**Required actions:**
1. In the passage on one-on-one conversations, what did the writer need to be in order to have an excuse to look away?
2. Duplicate, word for word, the portion of the passage on one-on-one conversations from "One on one situations" to "was so overwhelmed.".

**Source text:**

....................

One on one situations were the worst. I still struggle in one on one conversations. I can actually feel myself shutting down. I have a great difficulty even getting my thoughts out. And eye contact is next to impossible. I had to learn to develop a way of faking it. I needed to be busy. Then I had an excuse to look away. If I was unable to appear busy, I would concentrate on repeating a pattern of looking down or to the side and again making eye contact. I only hoped they wouldn’t notice. If I thought that they noticed, my stress would double or even triple. At times, I have actually had to abruptly end a conversation early because I was so overwhelmed.

Then there was other times when the conversation flowed effortlessly. It was like a light switch that I couldn’t always find. But when it was on, I didn’t want the conversation to end. I didn’t want to go back to how I felt before. So those times, when I could make someone laugh, were like a drug for me. But unfortunately that drug didn’t always work. There were too many variables. But get me in the right mood, at the right time, with the right people and I would almost explode with energy and personality.

....................

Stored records
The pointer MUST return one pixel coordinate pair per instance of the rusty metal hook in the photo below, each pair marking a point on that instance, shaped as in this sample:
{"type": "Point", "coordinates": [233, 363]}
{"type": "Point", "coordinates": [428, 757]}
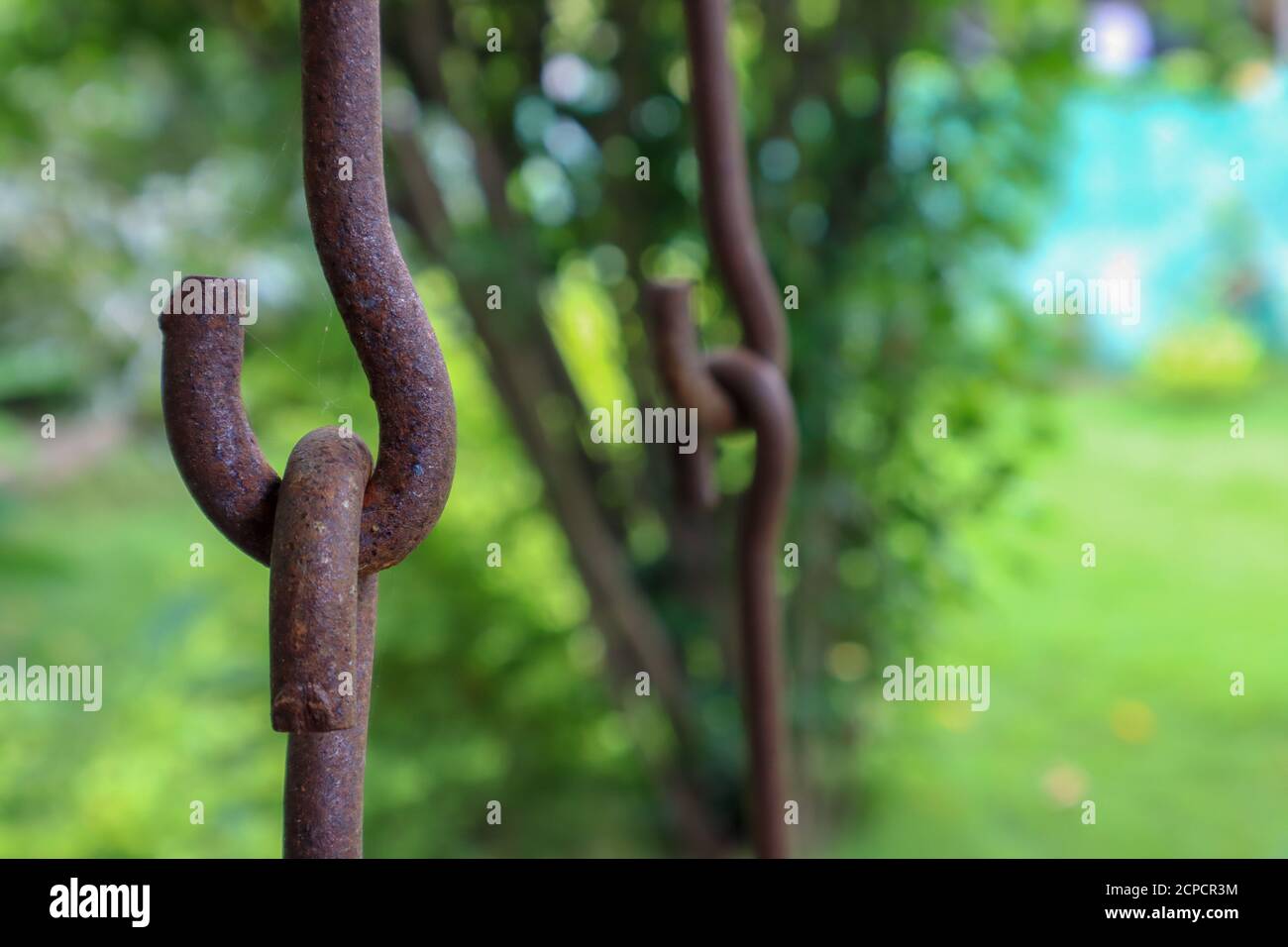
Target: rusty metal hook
{"type": "Point", "coordinates": [323, 620]}
{"type": "Point", "coordinates": [737, 388]}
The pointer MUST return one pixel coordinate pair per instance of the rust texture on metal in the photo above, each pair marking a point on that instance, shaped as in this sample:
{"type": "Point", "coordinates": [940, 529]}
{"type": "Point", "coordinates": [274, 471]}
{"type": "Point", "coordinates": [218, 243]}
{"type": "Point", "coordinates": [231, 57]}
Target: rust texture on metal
{"type": "Point", "coordinates": [313, 582]}
{"type": "Point", "coordinates": [369, 278]}
{"type": "Point", "coordinates": [205, 421]}
{"type": "Point", "coordinates": [732, 389]}
{"type": "Point", "coordinates": [322, 808]}
{"type": "Point", "coordinates": [335, 522]}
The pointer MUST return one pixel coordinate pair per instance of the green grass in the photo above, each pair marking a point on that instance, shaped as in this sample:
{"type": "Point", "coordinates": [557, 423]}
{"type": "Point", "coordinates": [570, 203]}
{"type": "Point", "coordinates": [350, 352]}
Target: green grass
{"type": "Point", "coordinates": [1111, 684]}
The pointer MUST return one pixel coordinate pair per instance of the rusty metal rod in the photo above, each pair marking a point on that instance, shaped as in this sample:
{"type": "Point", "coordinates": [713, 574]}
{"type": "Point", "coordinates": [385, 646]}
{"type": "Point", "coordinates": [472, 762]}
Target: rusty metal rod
{"type": "Point", "coordinates": [322, 801]}
{"type": "Point", "coordinates": [313, 583]}
{"type": "Point", "coordinates": [737, 388]}
{"type": "Point", "coordinates": [726, 205]}
{"type": "Point", "coordinates": [214, 446]}
{"type": "Point", "coordinates": [340, 46]}
{"type": "Point", "coordinates": [763, 398]}
{"type": "Point", "coordinates": [400, 499]}
{"type": "Point", "coordinates": [742, 389]}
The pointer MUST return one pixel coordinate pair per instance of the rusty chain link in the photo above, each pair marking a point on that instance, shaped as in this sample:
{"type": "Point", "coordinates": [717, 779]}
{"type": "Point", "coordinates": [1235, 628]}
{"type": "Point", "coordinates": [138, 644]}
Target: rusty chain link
{"type": "Point", "coordinates": [733, 389]}
{"type": "Point", "coordinates": [334, 522]}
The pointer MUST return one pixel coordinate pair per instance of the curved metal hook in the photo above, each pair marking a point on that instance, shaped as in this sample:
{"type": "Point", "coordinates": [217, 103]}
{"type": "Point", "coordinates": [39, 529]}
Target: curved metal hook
{"type": "Point", "coordinates": [210, 436]}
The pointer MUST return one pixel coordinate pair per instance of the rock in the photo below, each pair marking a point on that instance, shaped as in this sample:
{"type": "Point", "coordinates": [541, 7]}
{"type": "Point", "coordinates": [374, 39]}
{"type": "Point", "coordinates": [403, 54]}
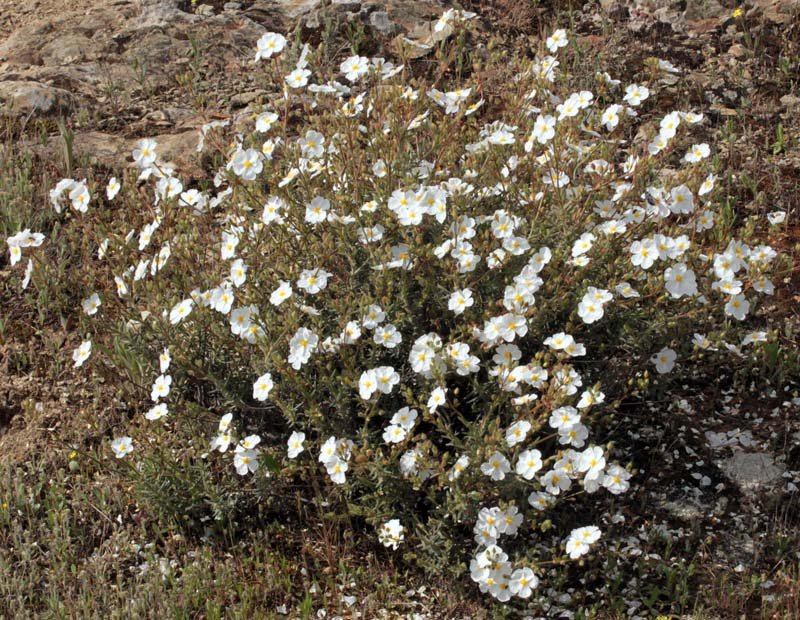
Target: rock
{"type": "Point", "coordinates": [240, 100]}
{"type": "Point", "coordinates": [346, 5]}
{"type": "Point", "coordinates": [297, 8]}
{"type": "Point", "coordinates": [19, 97]}
{"type": "Point", "coordinates": [685, 509]}
{"type": "Point", "coordinates": [753, 472]}
{"type": "Point", "coordinates": [791, 102]}
{"type": "Point", "coordinates": [379, 20]}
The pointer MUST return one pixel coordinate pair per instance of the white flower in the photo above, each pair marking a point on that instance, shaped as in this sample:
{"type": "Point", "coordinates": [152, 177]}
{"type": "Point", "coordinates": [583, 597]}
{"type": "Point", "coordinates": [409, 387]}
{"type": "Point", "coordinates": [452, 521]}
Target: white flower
{"type": "Point", "coordinates": [391, 534]}
{"type": "Point", "coordinates": [517, 432]}
{"type": "Point", "coordinates": [635, 94]}
{"type": "Point", "coordinates": [385, 379]}
{"type": "Point", "coordinates": [281, 294]}
{"type": "Point", "coordinates": [664, 360]}
{"type": "Point", "coordinates": [460, 301]}
{"type": "Point", "coordinates": [737, 307]}
{"type": "Point", "coordinates": [697, 153]}
{"type": "Point", "coordinates": [496, 467]}
{"type": "Point", "coordinates": [680, 281]}
{"type": "Point", "coordinates": [776, 217]}
{"type": "Point", "coordinates": [157, 412]}
{"type": "Point", "coordinates": [298, 78]}
{"type": "Point", "coordinates": [269, 44]}
{"type": "Point", "coordinates": [112, 189]}
{"type": "Point", "coordinates": [247, 164]}
{"type": "Point", "coordinates": [161, 387]}
{"type": "Point", "coordinates": [262, 387]}
{"type": "Point", "coordinates": [556, 40]}
{"type": "Point", "coordinates": [436, 399]}
{"type": "Point", "coordinates": [180, 311]}
{"type": "Point", "coordinates": [394, 433]}
{"type": "Point", "coordinates": [91, 304]}
{"type": "Point", "coordinates": [610, 117]}
{"type": "Point", "coordinates": [529, 462]}
{"type": "Point", "coordinates": [522, 582]}
{"type": "Point", "coordinates": [82, 353]}
{"type": "Point", "coordinates": [590, 311]}
{"type": "Point", "coordinates": [592, 462]}
{"type": "Point", "coordinates": [580, 540]}
{"type": "Point", "coordinates": [245, 461]}
{"type": "Point", "coordinates": [295, 444]}
{"type": "Point", "coordinates": [405, 417]}
{"type": "Point", "coordinates": [122, 446]}
{"type": "Point", "coordinates": [354, 67]}
{"type": "Point", "coordinates": [301, 346]}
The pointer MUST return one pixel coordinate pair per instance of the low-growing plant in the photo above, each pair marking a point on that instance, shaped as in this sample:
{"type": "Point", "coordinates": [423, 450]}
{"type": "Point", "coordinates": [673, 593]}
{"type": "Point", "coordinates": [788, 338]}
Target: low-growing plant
{"type": "Point", "coordinates": [415, 304]}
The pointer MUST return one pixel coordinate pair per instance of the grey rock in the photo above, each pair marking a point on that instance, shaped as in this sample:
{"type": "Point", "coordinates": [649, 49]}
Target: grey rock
{"type": "Point", "coordinates": [381, 22]}
{"type": "Point", "coordinates": [753, 472]}
{"type": "Point", "coordinates": [19, 97]}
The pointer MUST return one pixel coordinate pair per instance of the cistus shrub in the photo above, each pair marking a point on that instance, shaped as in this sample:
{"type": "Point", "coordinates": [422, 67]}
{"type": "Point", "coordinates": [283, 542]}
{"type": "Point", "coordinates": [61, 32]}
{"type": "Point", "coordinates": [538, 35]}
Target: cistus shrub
{"type": "Point", "coordinates": [418, 297]}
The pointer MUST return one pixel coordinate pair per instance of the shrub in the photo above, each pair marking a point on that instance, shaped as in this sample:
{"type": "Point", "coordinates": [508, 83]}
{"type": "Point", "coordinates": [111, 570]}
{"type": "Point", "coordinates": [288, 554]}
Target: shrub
{"type": "Point", "coordinates": [416, 303]}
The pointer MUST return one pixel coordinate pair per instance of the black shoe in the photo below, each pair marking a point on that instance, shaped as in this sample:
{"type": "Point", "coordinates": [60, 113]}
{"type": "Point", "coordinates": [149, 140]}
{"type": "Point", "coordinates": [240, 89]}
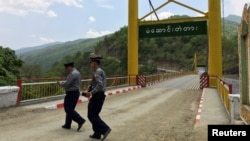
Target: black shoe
{"type": "Point", "coordinates": [106, 134]}
{"type": "Point", "coordinates": [65, 127]}
{"type": "Point", "coordinates": [95, 136]}
{"type": "Point", "coordinates": [80, 125]}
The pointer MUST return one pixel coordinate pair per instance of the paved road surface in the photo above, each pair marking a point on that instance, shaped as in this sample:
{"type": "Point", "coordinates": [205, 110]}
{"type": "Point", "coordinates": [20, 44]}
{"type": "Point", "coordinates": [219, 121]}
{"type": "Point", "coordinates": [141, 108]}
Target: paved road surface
{"type": "Point", "coordinates": [162, 112]}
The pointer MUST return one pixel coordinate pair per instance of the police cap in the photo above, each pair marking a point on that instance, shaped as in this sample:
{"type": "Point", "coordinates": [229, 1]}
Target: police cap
{"type": "Point", "coordinates": [95, 57]}
{"type": "Point", "coordinates": [71, 64]}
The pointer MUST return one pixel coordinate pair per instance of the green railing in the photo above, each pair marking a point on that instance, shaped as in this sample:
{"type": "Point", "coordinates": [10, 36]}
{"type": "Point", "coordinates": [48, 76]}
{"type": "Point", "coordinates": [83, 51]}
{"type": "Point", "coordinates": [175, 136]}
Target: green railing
{"type": "Point", "coordinates": [224, 89]}
{"type": "Point", "coordinates": [45, 89]}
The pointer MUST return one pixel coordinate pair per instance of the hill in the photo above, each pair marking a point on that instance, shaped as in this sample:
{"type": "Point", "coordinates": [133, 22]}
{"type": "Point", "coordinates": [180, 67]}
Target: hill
{"type": "Point", "coordinates": [24, 50]}
{"type": "Point", "coordinates": [172, 52]}
{"type": "Point", "coordinates": [46, 55]}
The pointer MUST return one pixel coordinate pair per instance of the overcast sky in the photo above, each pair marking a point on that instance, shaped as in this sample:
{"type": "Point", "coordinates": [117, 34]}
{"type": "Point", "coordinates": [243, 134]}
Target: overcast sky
{"type": "Point", "coordinates": [27, 23]}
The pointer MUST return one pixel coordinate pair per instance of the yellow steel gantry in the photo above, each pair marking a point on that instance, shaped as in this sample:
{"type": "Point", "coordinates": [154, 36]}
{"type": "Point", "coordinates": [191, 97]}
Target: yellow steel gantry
{"type": "Point", "coordinates": [213, 16]}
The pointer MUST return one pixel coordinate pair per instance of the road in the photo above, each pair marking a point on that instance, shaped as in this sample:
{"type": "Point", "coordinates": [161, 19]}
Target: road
{"type": "Point", "coordinates": [162, 112]}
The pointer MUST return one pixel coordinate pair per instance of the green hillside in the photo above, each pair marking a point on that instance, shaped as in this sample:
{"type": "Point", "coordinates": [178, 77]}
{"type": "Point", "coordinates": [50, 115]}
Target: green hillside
{"type": "Point", "coordinates": [175, 53]}
{"type": "Point", "coordinates": [49, 55]}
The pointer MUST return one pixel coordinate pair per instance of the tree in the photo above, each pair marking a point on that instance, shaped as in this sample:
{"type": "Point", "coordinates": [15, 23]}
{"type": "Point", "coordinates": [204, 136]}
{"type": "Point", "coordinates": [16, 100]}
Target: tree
{"type": "Point", "coordinates": [9, 67]}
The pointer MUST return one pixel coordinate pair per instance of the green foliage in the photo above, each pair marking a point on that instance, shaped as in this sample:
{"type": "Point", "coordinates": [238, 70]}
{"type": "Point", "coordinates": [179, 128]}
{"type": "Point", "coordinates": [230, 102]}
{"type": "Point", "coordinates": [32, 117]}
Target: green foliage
{"type": "Point", "coordinates": [9, 67]}
{"type": "Point", "coordinates": [175, 53]}
{"type": "Point", "coordinates": [48, 56]}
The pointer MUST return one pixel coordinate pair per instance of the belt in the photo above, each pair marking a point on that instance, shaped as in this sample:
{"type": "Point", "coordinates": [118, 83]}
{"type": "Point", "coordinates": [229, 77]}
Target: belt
{"type": "Point", "coordinates": [71, 91]}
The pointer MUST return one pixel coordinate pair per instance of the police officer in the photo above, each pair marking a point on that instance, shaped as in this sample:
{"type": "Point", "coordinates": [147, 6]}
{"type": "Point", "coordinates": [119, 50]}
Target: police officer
{"type": "Point", "coordinates": [96, 93]}
{"type": "Point", "coordinates": [71, 86]}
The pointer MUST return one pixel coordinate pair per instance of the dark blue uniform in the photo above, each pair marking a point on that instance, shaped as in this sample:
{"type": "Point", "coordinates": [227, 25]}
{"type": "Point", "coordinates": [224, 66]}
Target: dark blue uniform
{"type": "Point", "coordinates": [71, 86]}
{"type": "Point", "coordinates": [98, 87]}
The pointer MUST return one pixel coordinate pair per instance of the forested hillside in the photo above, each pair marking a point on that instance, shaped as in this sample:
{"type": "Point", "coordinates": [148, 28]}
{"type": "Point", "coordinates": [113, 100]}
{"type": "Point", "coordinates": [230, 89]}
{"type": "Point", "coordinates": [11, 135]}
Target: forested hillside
{"type": "Point", "coordinates": [46, 56]}
{"type": "Point", "coordinates": [175, 53]}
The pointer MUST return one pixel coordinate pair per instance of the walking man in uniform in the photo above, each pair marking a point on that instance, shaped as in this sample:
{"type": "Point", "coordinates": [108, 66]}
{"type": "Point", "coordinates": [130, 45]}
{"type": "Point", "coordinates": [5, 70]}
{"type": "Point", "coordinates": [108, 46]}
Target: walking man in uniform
{"type": "Point", "coordinates": [71, 86]}
{"type": "Point", "coordinates": [96, 92]}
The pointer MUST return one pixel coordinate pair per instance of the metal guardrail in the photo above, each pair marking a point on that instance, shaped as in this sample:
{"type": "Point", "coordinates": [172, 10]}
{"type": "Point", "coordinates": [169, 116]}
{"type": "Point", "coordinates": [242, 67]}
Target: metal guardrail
{"type": "Point", "coordinates": [224, 90]}
{"type": "Point", "coordinates": [44, 88]}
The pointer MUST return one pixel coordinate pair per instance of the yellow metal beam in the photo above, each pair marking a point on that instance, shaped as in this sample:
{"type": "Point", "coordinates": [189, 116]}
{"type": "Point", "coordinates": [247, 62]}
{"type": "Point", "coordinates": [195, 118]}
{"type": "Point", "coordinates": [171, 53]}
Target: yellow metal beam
{"type": "Point", "coordinates": [133, 38]}
{"type": "Point", "coordinates": [215, 45]}
{"type": "Point", "coordinates": [189, 7]}
{"type": "Point", "coordinates": [174, 20]}
{"type": "Point", "coordinates": [174, 1]}
{"type": "Point", "coordinates": [154, 10]}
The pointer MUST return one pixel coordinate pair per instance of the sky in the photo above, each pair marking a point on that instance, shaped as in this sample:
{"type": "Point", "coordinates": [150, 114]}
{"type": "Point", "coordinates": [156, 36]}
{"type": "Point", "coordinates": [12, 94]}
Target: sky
{"type": "Point", "coordinates": [28, 23]}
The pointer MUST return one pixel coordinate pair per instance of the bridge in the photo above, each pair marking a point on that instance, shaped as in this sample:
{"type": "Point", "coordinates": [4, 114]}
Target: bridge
{"type": "Point", "coordinates": [165, 105]}
{"type": "Point", "coordinates": [165, 102]}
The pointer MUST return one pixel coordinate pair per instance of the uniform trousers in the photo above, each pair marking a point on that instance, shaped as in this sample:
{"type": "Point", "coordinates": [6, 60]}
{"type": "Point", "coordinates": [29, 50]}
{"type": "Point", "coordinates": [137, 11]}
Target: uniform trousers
{"type": "Point", "coordinates": [70, 102]}
{"type": "Point", "coordinates": [94, 108]}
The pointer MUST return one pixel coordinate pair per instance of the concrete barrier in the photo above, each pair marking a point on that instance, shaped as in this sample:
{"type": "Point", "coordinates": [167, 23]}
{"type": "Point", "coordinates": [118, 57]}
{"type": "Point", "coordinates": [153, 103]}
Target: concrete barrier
{"type": "Point", "coordinates": [8, 96]}
{"type": "Point", "coordinates": [234, 107]}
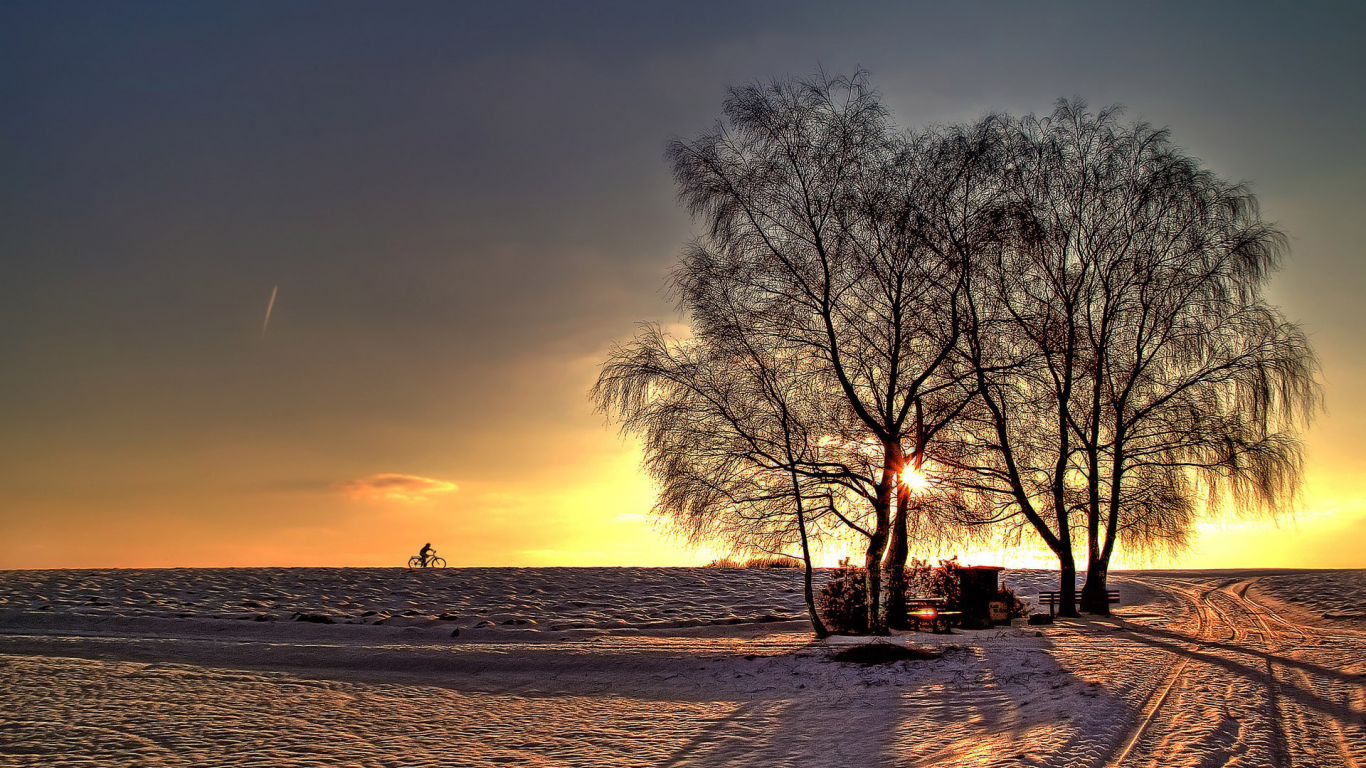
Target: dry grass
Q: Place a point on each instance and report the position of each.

....................

**Solutions to each task:**
1. Busy.

2.
One on one situations were the worst. I still struggle in one on one conversations. I can actually feel myself shutting down. I have a great difficulty even getting my thoughts out. And eye contact is next to impossible. I had to learn to develop a way of faking it. I needed to be busy. Then I had an excuse to look away. If I was unable to appear busy, I would concentrate on repeating a pattern of looking down or to the side and again making eye contact. I only hoped they wouldn’t notice. If I thought that they noticed, my stress would double or even triple. At times, I have actually had to abruptly end a conversation early because I was so overwhelmed.